***** Extracto del documento *****

Los novísimos paraísos artificiales están, en esencia, atravesados por las innovaciones tecnológicas al servicio del consumo, el aislamiento humano y el resquebrajamiento de la solidaridad. Van más allá de aquella enajenación decimonónica del opio y otras “trabas” alucinógenas, de las que, con criterio estético y suma exquisitez, escribieron, entre otros, Thomas de Quincey y Charles Baudelaire. Y tienen en su condición engañosa, cual espejismo, la idea de que en ellos se están ejerciendo la libertad y la comunicación.

A principios de la década del sesenta, tiempos de Guerra Fría y otras disputas, decía Herbert Marcuse, en El hombre unidimensional, que la libre elección de amos no acaba ni con los esclavos ni con los amos. Es parte de un sistema de sublimación, que hechiza mediante artefactos tecnológicos, las máquinas, los controles del tiempo (también la vigilancia de la que ya los escritores distópicos habían hecho novelas), y hace creer que hay opinión pública libre, por ejemplo.

Hoy, en esas concatenaciones entre dominación individual y colectiva, se estila la promoción del “yo” más que del “nosotros” y “los otros”. Y en tal conjunción de mecanismos de control (¿quién controla?), en la que la apariencia de democracia o de participación masiva están amparadas por constituciones políticas al uso, por discursos de disfraz libertario y otras trampas, nos sumimos sin remedio en la farsa de las simulaciones.

Creemos que habitamos en libertad en la medida en que nos confinamos, en que el “otro” nos es indiferente y lo mejor, o lo indicado, después de todo lo alcanzado en días de Ilustración y otras revoluciones, es marginarlo o ignorarlo. La importancia ahora, con semblante de independencia, es dar rienda suelta a las emociones particulares, al “yo” desaforado, a ese que solo “conversa” en la virtualidad, en mensajitos desechables, en “whatsapps”. Sí, ahora se gobierna (o se desgobierna) a través de “trinos”, se “debate” asimismo en esta red o en aquella otra, creyendo quizá que así es la democracia, cualquier vaina que esto signifique. Somos libres, decimos. Y nos lo creemos.

El poder, donde quiera se esconda y ejerza, nos hipnotiza y manipula. Con sus tentáculos, que se prolongan en smartphones de maravilla, nos aísla con la vana sensación de que estamos conectados con todos, con los demás, cuando en el fondo se trata del alejamiento de aquello que, en el barrio, en la calle, en el sindicato o en la escuela, se llamaba la solidaridad. Que nace y se esparce en intereses comunes, en metas de bienestar colectivo y de conquistas sociales.

***** Información registrada *****

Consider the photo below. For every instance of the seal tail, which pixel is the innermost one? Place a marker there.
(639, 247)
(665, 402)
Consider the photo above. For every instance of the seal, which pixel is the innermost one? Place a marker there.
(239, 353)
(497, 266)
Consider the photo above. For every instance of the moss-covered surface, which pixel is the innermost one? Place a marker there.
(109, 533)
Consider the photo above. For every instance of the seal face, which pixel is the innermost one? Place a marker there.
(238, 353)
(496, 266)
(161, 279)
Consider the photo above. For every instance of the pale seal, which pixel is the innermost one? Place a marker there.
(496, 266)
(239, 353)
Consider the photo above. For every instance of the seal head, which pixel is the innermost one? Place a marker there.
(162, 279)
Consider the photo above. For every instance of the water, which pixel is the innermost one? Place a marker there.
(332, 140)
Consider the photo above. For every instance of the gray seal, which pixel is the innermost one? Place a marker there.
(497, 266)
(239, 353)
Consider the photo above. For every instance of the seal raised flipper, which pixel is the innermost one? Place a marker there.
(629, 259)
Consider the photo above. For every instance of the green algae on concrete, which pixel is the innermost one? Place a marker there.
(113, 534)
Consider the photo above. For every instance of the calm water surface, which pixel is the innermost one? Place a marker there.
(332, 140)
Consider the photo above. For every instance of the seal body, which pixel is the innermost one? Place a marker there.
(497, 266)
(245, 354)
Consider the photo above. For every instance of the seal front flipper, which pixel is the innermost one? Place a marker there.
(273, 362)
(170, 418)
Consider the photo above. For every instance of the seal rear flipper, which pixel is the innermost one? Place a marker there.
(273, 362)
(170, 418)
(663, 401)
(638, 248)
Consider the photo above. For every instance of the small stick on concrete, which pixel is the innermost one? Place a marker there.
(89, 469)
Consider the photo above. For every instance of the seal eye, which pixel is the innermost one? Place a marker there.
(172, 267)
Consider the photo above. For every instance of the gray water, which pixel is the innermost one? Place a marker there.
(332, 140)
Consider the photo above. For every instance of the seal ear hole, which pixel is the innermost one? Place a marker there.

*****

Tarea asignada A:
Indica si cada afirmación concuerda con el texto sobre los paraísos artificiales, respondiendo sí o no y citando literalmente las palabras que lo deciden: (i) Marcuse habló de la libre elección de amos a principios de la década del sesenta; (ii) según el texto, hoy se promueve más el "nosotros" que el "yo"; (iii) según el texto, Thomas de Quincey y Charles Baudelaire escribieron con criterio estético sobre el opio y otras "trabas" alucinógenas.
Tarea asignada B:
Cita literalmente las filas del extracto del conjunto de datos, empezando por la fila que contiene "Consider the photo above. For every instance of the water, which" y siguiendo hasta la última fila, ambas incluidas.

Resultado esperado A:
(i) Sí: «A principios de la década del sesenta, tiempos de Guerra Fría y otras disputas, decía Herbert Marcuse, en El hombre unidimensional, que la libre elección de amos no acaba ni con los esclavos ni con los amos.»
(ii) No: «se estila la promoción del “yo” más que del “nosotros” y “los otros”»
(iii) Sí: «de las que, con criterio estético y suma exquisitez, escribieron, entre otros, Thomas de Quincey y Charles Baudelaire»

Resultado esperado B:
Consider the photo above. For every instance of the water, which pixel is the innermost one? Place a marker there.
(332, 140)
Consider the photo above. For every instance of the gray seal, which pixel is the innermost one? Place a marker there.
(497, 266)
(239, 353)
Consider the photo above. For every instance of the seal raised flipper, which pixel is the innermost one? Place a marker there.
(629, 259)
Consider the photo above. For every instance of the green algae on concrete, which pixel is the innermost one? Place a marker there.
(113, 534)
Consider the photo above. For every instance of the calm water surface, which pixel is the innermost one? Place a marker there.
(332, 140)
Consider the photo above. For every instance of the seal body, which pixel is the innermost one? Place a marker there.
(497, 266)
(245, 354)
Consider the photo above. For every instance of the seal front flipper, which pixel is the innermost one? Place a marker there.
(273, 362)
(170, 418)
Consider the photo above. For every instance of the seal rear flipper, which pixel is the innermost one? Place a marker there.
(273, 362)
(170, 418)
(663, 401)
(638, 248)
Consider the photo above. For every instance of the small stick on concrete, which pixel is the innermost one? Place a marker there.
(89, 469)
Consider the photo above. For every instance of the seal eye, which pixel is the innermost one? Place a marker there.
(172, 267)
Consider the photo above. For every instance of the gray water, which pixel is the innermost one? Place a marker there.
(332, 140)
Consider the photo above. For every instance of the seal ear hole, which pixel is the innermost one? Place a marker there.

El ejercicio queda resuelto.